Problem description ::
Across the material below, count the lines that include the word "negative" and give only that count.

Listed entries ::
··········

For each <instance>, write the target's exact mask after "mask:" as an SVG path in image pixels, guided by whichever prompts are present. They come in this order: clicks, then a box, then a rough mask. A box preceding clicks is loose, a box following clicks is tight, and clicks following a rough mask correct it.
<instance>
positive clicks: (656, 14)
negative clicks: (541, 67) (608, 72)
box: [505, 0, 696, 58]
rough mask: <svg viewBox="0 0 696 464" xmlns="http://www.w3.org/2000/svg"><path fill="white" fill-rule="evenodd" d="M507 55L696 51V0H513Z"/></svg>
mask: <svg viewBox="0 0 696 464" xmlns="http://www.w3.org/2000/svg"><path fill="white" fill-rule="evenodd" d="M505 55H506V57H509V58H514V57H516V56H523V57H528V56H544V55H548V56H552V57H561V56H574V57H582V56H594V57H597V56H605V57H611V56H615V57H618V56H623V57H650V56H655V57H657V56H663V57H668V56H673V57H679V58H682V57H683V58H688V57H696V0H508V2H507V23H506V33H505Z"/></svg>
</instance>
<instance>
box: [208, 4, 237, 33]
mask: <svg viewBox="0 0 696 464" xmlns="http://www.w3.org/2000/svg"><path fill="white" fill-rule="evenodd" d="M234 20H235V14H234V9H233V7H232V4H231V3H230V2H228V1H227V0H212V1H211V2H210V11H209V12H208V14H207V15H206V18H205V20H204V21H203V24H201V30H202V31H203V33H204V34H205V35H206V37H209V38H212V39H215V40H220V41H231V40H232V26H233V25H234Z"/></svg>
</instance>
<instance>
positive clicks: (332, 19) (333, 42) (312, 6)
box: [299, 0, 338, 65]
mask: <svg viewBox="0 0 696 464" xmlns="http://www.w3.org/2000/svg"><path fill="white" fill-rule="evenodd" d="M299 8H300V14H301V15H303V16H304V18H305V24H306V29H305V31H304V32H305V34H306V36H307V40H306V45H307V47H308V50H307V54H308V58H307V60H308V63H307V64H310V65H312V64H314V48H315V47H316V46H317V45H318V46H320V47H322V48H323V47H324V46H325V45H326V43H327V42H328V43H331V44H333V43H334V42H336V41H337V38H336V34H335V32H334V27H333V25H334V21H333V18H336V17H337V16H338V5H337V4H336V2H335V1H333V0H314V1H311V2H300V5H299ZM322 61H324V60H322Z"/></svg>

··········

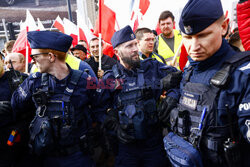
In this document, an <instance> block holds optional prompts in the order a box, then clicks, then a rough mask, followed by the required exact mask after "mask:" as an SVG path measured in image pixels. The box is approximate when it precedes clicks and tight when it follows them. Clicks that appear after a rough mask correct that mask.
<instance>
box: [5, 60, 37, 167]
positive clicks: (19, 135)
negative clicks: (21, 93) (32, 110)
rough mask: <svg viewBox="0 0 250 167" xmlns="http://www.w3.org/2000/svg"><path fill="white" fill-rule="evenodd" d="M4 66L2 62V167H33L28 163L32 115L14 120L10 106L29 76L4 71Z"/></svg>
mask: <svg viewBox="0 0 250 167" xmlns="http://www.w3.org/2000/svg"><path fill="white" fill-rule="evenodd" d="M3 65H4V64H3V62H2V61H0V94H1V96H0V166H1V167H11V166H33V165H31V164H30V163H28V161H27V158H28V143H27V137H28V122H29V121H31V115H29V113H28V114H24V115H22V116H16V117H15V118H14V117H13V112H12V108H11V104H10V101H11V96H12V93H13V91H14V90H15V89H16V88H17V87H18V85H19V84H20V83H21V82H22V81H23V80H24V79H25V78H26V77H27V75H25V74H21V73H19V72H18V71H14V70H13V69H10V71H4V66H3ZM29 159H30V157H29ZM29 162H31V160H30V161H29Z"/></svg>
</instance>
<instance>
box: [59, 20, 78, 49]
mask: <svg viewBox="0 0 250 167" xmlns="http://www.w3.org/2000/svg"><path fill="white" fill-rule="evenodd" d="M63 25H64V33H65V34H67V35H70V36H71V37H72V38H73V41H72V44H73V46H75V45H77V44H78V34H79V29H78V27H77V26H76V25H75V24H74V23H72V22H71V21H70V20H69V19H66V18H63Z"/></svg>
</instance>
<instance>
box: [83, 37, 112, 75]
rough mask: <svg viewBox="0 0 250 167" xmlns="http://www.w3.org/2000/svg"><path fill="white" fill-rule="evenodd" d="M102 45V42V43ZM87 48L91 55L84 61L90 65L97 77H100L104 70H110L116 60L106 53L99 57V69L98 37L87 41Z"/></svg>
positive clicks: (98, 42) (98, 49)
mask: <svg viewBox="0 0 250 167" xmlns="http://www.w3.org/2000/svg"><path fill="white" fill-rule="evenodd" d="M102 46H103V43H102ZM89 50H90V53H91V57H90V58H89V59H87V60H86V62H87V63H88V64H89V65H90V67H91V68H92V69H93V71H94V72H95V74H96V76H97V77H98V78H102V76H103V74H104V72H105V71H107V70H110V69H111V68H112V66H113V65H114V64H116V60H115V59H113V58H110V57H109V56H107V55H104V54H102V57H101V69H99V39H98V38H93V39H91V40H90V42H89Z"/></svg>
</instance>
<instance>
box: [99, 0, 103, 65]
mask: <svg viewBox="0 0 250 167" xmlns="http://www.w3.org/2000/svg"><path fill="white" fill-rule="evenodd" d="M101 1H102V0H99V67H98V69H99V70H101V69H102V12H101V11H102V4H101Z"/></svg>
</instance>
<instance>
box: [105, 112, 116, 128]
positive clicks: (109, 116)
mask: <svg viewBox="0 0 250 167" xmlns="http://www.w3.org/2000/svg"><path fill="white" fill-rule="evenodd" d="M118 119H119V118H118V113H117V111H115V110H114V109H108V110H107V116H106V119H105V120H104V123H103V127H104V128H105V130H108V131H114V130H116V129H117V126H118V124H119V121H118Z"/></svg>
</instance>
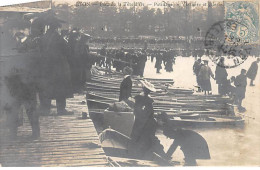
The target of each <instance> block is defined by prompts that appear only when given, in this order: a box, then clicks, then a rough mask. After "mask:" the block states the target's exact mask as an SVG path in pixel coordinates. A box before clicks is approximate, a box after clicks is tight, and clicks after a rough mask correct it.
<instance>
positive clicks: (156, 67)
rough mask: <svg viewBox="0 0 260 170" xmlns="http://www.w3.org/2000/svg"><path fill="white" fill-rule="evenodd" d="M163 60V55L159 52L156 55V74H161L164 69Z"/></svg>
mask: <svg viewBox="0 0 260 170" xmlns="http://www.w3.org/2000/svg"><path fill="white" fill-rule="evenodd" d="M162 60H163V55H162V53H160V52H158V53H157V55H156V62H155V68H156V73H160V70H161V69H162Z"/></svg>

··········

The answer ::
2